SELECTED PASSAGE:
Florida's minimum wage increased to $13 per hour effective September 2026 under the voter-approved Amendment 2 phase-in schedule. For bookkeeping assistants and administrative staff in Miami, this applies directly. Miami-Dade County does not impose a separate municipal minimum wage above the state level, though the county has a living wage ordinance that applies to county contractors specifically — not to private accounting firms.

Group health insurance premiums in the Miami market are generally higher than statewide averages, reflecting South Florida's elevated cost of living and healthcare utilization rates. A small accounting firm in Miami purchasing group coverage through a carrier directly might expect to pay $550–$750 per employee per month for a Silver-equivalent plan, with employee cost-sharing reducing the employer's net cost depending on plan design.

Common Mistakes Miami Accounting Firms Make

Mistake 1: Treating seasonal tax preparers as automatically excluded. The seasonal worker exception requires that the employees work fewer than 120 days in a calendar year and that their inclusion would push the firm above 50 FTEs. If your seasonal staff work 130-day engagements or return year after year in the same capacity, the exception may not apply.

DATASET CONTENT:
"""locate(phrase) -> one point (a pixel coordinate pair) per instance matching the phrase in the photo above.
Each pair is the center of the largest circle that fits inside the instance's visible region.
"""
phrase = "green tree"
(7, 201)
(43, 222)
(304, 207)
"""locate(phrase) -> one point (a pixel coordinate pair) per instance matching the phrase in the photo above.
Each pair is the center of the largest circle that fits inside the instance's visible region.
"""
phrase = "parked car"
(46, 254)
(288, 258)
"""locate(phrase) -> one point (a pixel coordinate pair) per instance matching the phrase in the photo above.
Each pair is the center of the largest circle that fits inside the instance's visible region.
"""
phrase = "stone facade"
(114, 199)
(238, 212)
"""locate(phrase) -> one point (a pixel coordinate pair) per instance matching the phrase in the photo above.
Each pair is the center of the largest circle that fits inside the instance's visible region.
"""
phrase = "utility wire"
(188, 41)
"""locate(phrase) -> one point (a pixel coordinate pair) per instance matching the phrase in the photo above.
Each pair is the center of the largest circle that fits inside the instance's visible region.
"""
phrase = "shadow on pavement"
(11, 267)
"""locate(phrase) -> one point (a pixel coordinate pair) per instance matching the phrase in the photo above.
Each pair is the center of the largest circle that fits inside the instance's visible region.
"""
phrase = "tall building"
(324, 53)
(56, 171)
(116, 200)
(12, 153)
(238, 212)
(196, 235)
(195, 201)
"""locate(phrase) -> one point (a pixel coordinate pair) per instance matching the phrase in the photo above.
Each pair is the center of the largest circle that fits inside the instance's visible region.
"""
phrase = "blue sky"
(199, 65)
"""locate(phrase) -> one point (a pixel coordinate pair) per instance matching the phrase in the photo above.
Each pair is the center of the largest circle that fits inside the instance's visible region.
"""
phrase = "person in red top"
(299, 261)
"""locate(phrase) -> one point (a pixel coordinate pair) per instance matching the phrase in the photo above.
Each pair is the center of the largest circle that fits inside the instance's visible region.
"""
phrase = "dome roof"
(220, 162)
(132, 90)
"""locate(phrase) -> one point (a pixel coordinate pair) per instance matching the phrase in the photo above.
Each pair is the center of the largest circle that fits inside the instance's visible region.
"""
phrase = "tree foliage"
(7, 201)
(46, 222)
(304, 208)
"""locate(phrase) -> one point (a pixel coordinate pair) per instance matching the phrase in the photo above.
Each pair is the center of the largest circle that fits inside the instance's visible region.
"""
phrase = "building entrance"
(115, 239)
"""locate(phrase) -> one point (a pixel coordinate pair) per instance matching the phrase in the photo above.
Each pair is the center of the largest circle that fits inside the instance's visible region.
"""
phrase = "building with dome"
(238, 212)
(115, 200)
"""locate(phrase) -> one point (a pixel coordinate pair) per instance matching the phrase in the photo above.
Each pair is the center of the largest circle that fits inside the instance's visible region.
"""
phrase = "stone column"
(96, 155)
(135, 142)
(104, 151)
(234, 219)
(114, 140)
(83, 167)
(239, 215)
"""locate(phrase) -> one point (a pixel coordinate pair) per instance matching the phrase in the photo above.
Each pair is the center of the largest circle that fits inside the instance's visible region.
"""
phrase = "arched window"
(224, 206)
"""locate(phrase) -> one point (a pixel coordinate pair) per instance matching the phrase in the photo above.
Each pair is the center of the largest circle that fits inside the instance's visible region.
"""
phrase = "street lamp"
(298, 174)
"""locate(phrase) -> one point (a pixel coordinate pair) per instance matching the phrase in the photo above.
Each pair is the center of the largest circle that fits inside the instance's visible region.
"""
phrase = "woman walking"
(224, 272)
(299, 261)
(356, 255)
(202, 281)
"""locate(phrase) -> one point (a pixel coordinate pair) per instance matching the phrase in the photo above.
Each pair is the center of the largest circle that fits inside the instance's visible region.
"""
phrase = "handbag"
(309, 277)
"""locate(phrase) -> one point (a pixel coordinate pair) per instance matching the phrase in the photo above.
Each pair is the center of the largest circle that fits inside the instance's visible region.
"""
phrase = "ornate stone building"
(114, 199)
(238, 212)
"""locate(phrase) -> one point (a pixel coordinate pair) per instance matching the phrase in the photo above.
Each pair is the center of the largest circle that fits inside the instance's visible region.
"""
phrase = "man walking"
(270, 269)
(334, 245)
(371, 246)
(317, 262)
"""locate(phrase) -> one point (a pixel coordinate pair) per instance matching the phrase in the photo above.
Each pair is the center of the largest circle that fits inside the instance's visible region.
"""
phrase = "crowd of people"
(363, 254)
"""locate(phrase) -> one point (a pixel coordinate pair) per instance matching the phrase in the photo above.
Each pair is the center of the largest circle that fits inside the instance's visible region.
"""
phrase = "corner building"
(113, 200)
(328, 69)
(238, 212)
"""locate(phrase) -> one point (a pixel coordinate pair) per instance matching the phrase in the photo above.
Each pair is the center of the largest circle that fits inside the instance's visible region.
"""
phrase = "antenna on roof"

WHAT THE EXERCISE ASKS: In the text on Miami accounting firms, to whom does Miami-Dade County's living wage ordinance apply?

ANSWER: County contractors specifically, not private accounting firms.